#### WHAT THIS TASK INVOLVES
Among the lines of data below, reproduce only those from the one with "wall vent cover" through the one with "of the doorway", exactly as they stand, both ends included.

* * * *

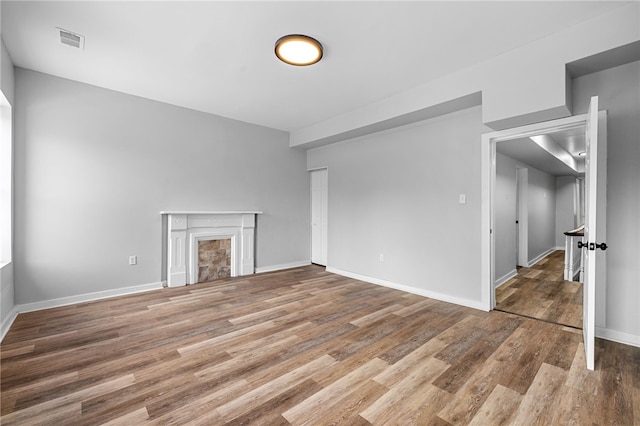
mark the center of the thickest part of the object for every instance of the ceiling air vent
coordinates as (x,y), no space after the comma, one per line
(71,39)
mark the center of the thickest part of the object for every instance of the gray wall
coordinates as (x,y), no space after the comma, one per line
(565,213)
(396,193)
(505,216)
(94,168)
(7,299)
(619,92)
(541,208)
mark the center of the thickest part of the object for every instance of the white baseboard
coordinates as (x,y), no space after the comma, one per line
(505,278)
(8,322)
(541,256)
(618,336)
(282,266)
(409,289)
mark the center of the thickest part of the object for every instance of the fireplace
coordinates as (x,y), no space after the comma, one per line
(185,233)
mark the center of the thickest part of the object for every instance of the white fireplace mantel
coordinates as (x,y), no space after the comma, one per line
(184,229)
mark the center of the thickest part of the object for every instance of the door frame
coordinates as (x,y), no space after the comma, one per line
(522,216)
(488,182)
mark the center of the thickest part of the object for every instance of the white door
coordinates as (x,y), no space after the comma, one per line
(595,226)
(319,195)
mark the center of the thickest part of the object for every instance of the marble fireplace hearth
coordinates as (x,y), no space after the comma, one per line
(184,231)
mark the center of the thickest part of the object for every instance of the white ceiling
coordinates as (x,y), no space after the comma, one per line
(217,57)
(527,151)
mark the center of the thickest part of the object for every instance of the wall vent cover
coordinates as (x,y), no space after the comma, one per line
(71,39)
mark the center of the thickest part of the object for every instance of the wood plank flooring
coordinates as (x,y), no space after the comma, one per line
(541,292)
(305,347)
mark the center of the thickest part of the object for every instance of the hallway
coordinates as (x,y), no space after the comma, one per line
(541,292)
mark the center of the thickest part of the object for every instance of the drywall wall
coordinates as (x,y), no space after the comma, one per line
(565,209)
(506,101)
(619,92)
(94,168)
(6,73)
(7,290)
(541,208)
(505,217)
(396,194)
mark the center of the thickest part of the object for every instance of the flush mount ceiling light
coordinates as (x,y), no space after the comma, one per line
(299,50)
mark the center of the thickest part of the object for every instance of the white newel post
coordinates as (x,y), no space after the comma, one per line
(185,229)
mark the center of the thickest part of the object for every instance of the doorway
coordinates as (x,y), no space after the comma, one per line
(594,122)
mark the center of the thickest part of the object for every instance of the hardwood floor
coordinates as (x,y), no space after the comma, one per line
(541,292)
(305,347)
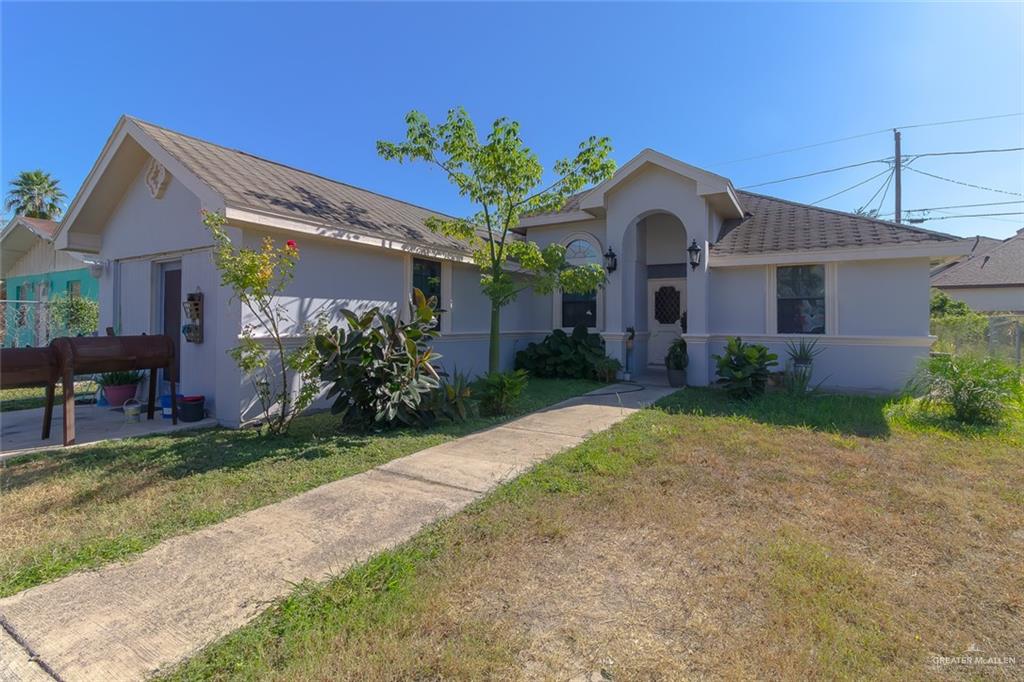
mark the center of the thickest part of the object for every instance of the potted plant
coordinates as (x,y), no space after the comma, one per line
(676,363)
(802,356)
(119,386)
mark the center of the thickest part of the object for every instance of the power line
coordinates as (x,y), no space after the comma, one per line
(940,208)
(854,186)
(822,172)
(966,184)
(865,134)
(956,154)
(963,215)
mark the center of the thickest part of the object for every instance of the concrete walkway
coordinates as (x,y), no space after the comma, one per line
(128,621)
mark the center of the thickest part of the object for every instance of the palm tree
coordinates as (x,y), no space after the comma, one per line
(36,195)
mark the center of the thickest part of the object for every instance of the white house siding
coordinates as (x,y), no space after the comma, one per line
(141,233)
(42,257)
(989,299)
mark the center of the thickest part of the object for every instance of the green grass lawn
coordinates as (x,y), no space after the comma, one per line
(27,398)
(64,511)
(825,538)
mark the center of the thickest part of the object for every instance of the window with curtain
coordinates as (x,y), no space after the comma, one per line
(581,308)
(427,278)
(801,299)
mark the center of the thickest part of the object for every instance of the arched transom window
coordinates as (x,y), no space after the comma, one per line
(581,308)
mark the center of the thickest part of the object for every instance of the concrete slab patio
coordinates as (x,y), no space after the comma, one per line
(19,430)
(129,621)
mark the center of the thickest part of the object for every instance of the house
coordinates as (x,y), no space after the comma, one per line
(770,269)
(33,271)
(990,279)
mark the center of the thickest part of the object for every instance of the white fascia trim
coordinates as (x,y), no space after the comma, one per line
(826,340)
(542,220)
(708,182)
(247,217)
(834,255)
(124,128)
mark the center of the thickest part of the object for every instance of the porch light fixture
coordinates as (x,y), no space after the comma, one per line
(610,260)
(694,253)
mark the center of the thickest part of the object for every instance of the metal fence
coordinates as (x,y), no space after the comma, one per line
(998,336)
(27,324)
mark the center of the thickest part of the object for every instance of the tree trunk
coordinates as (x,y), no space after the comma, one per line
(495,357)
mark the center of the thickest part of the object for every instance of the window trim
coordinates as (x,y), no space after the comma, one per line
(556,297)
(445,302)
(832,299)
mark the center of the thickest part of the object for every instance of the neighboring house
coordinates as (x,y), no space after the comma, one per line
(770,270)
(33,271)
(991,279)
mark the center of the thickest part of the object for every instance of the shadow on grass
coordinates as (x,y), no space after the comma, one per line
(851,415)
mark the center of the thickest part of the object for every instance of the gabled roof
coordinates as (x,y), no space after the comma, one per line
(774,225)
(19,235)
(1001,265)
(249,181)
(262,192)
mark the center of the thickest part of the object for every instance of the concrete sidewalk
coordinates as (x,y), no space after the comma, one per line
(128,621)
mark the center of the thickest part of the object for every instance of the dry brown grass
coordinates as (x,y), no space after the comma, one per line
(716,548)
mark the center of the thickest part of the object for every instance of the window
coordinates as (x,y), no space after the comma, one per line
(427,278)
(581,308)
(801,299)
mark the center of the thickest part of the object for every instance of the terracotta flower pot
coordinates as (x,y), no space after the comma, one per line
(117,395)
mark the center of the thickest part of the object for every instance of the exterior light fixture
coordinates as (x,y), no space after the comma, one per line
(610,260)
(694,252)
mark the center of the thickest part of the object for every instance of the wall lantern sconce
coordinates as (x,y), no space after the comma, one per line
(694,253)
(610,260)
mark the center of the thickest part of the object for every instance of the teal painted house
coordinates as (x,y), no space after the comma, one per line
(33,272)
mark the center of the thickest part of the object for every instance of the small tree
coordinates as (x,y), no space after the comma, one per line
(503,178)
(257,278)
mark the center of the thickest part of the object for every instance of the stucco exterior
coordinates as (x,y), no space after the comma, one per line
(140,217)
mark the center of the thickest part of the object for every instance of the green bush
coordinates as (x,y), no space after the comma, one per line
(501,390)
(74,315)
(677,358)
(576,355)
(380,369)
(944,305)
(743,368)
(978,390)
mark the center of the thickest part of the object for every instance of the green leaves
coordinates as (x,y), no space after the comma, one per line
(504,179)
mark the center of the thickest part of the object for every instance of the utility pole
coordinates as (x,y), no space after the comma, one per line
(899,184)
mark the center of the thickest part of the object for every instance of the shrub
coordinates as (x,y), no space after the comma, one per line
(944,305)
(743,368)
(564,355)
(75,315)
(379,368)
(257,278)
(450,400)
(978,390)
(501,390)
(677,358)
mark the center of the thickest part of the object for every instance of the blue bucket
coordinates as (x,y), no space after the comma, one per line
(165,405)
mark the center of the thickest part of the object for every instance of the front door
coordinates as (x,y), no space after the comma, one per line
(666,304)
(170,318)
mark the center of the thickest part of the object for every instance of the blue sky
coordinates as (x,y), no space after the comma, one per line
(314,85)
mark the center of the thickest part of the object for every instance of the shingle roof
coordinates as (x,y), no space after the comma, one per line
(251,182)
(779,225)
(999,266)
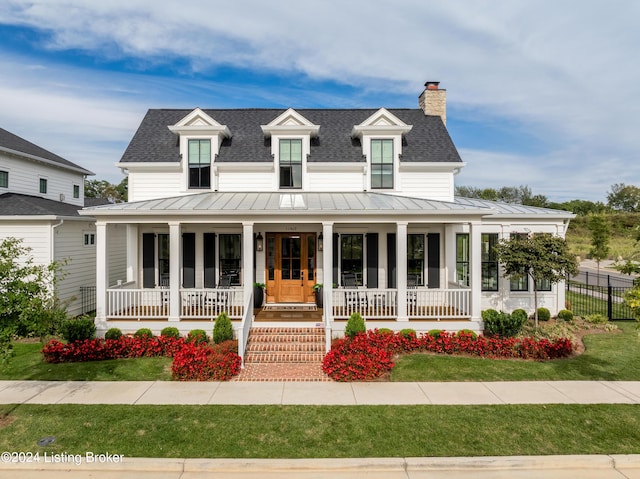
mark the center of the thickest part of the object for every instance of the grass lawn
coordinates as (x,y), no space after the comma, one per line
(323,431)
(28,364)
(609,356)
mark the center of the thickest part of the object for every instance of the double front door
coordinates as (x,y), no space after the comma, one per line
(291,267)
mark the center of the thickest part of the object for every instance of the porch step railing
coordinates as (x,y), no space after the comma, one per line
(372,303)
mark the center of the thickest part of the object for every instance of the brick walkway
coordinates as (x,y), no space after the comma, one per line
(284,354)
(282,372)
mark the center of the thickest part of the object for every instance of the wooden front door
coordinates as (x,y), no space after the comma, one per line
(291,267)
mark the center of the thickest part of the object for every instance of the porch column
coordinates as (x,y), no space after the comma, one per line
(174,271)
(102,271)
(475,261)
(327,272)
(247,261)
(132,253)
(401,267)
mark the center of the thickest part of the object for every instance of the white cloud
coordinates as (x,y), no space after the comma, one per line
(565,71)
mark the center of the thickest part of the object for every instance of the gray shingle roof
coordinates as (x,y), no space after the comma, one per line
(427,141)
(14,204)
(9,141)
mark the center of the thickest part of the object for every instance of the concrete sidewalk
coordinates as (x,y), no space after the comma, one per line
(314,393)
(518,467)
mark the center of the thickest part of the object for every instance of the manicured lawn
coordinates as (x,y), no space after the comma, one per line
(28,364)
(611,357)
(322,431)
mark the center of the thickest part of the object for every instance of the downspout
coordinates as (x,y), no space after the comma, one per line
(53,245)
(53,241)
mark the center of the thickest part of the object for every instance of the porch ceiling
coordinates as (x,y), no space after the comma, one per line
(235,203)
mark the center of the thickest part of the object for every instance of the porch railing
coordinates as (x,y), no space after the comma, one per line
(439,304)
(209,303)
(372,303)
(123,303)
(137,303)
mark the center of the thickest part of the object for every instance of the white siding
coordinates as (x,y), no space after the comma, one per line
(117,251)
(428,185)
(80,267)
(149,185)
(246,181)
(336,181)
(34,235)
(24,178)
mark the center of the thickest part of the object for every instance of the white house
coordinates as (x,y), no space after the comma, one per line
(40,195)
(358,200)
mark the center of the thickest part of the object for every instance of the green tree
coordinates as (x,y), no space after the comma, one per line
(542,257)
(600,236)
(28,306)
(624,197)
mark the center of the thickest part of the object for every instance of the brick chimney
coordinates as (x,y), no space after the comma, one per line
(433,100)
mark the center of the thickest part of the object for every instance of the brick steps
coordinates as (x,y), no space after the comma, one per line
(285,345)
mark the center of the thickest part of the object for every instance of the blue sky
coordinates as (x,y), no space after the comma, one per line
(539,93)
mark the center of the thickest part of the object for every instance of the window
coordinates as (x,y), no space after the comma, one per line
(520,283)
(415,259)
(199,163)
(231,257)
(382,164)
(489,262)
(462,259)
(290,163)
(352,255)
(163,259)
(543,285)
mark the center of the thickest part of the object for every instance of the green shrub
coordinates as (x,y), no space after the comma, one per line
(355,325)
(520,313)
(565,315)
(170,332)
(408,333)
(596,319)
(113,333)
(78,329)
(197,336)
(503,324)
(143,333)
(468,331)
(222,329)
(489,314)
(544,314)
(435,333)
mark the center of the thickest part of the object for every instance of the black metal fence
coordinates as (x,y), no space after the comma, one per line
(88,299)
(585,299)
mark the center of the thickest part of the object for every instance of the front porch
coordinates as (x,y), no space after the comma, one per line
(126,302)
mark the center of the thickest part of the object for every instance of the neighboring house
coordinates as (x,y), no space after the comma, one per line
(40,195)
(359,200)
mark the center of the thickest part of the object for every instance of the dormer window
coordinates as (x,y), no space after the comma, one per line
(381,137)
(382,163)
(290,135)
(200,139)
(199,163)
(290,163)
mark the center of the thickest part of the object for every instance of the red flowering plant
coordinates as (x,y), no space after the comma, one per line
(190,361)
(369,355)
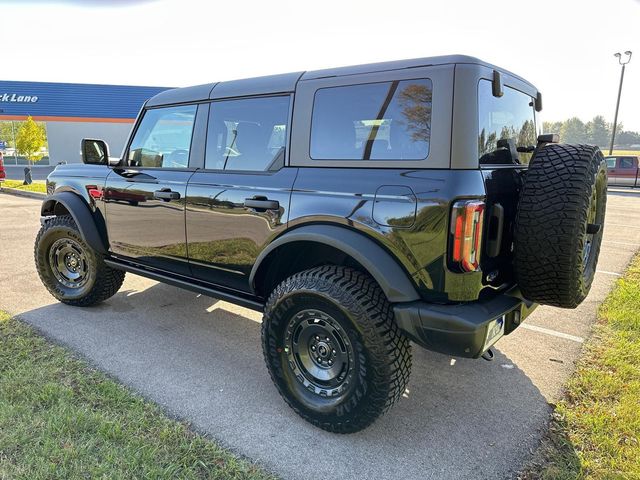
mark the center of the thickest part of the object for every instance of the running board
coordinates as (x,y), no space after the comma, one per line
(194,287)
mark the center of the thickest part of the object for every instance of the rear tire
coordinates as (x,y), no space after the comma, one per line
(333,349)
(69,268)
(562,202)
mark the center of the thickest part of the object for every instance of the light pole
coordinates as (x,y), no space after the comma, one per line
(615,118)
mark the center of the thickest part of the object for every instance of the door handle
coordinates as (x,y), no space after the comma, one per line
(166,194)
(261,204)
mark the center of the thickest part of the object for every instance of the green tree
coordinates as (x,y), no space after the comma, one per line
(552,127)
(598,131)
(573,131)
(30,139)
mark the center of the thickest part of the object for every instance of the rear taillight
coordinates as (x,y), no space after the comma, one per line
(466,234)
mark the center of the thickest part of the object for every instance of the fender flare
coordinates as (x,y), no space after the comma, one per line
(81,214)
(392,278)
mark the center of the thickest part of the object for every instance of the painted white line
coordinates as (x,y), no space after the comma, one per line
(553,333)
(622,225)
(628,244)
(605,272)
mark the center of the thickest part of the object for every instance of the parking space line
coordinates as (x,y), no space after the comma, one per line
(605,272)
(622,225)
(553,333)
(628,244)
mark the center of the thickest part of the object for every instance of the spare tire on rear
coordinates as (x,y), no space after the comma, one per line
(559,224)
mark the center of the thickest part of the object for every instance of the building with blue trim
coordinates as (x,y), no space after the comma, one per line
(70,112)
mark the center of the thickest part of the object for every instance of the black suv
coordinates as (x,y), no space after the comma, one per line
(359,208)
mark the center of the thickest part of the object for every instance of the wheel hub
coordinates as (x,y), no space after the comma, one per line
(319,352)
(68,263)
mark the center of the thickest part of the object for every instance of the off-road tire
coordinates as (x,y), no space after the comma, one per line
(382,353)
(551,224)
(102,281)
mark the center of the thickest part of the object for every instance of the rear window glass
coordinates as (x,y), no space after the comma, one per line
(505,123)
(374,121)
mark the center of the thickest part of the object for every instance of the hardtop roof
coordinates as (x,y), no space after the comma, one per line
(286,83)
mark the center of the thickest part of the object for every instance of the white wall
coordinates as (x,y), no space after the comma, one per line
(64,138)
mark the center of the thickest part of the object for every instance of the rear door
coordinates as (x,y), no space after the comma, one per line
(145,194)
(626,171)
(240,201)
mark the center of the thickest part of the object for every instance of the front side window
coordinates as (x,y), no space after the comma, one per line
(505,123)
(374,121)
(163,138)
(247,134)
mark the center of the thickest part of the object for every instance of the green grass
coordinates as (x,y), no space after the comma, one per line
(61,419)
(595,433)
(37,186)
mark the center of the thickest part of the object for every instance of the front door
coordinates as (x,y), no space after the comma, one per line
(145,194)
(240,201)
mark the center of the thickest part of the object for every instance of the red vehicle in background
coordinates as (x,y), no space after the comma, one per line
(623,170)
(2,172)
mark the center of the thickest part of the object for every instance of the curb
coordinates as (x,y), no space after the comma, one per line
(22,193)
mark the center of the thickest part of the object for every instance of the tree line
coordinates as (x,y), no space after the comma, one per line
(596,132)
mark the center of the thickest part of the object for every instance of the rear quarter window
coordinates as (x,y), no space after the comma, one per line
(374,121)
(503,120)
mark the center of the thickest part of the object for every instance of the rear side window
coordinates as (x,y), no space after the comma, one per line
(503,122)
(163,139)
(247,134)
(626,162)
(374,121)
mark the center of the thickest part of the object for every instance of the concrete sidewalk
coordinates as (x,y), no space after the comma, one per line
(201,360)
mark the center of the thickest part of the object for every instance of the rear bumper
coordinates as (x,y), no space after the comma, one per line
(461,329)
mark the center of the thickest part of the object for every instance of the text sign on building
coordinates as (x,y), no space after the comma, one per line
(14,98)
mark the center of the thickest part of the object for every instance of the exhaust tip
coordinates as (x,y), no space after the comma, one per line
(488,355)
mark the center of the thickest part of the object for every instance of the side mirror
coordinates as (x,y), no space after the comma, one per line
(538,102)
(95,152)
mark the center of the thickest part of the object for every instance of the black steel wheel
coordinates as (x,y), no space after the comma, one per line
(69,268)
(319,352)
(68,263)
(333,348)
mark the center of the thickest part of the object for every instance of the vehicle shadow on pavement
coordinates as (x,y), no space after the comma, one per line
(458,419)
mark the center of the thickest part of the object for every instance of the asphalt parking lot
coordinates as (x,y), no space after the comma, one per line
(201,360)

* * * *

#### FINISHED TASK
mark the center of the thickest part of the object for every instance of the wall vent cover
coordinates as (x,y), no space after the comma, one per line
(71,39)
mark the center of the thickest part of the object for every instance of the wood plank flooring
coordinates as (x,y), no space after the comma, one per line
(541,292)
(305,347)
mark the center of the thickest part of the object for every instance of the hallway
coordinates as (x,y), no space after the comma, one per line
(541,292)
mark the center of the thickest part of the object for every instance of the drywall wall
coordinates as (x,y), no space after the comma, one per line
(565,209)
(506,101)
(619,92)
(94,168)
(6,73)
(7,290)
(541,208)
(505,217)
(396,194)
mark the center of the thickest part of the object for every instance of the flush mount ceiling light
coordinates as (x,y), no space after the comma, one per line
(299,50)
mark the center of the thickest part of the object for every instance of the white newel post
coordinates as (x,y), no space after the comma, one per line
(185,229)
mark the center of the thickest part of the object for every instance of the doorway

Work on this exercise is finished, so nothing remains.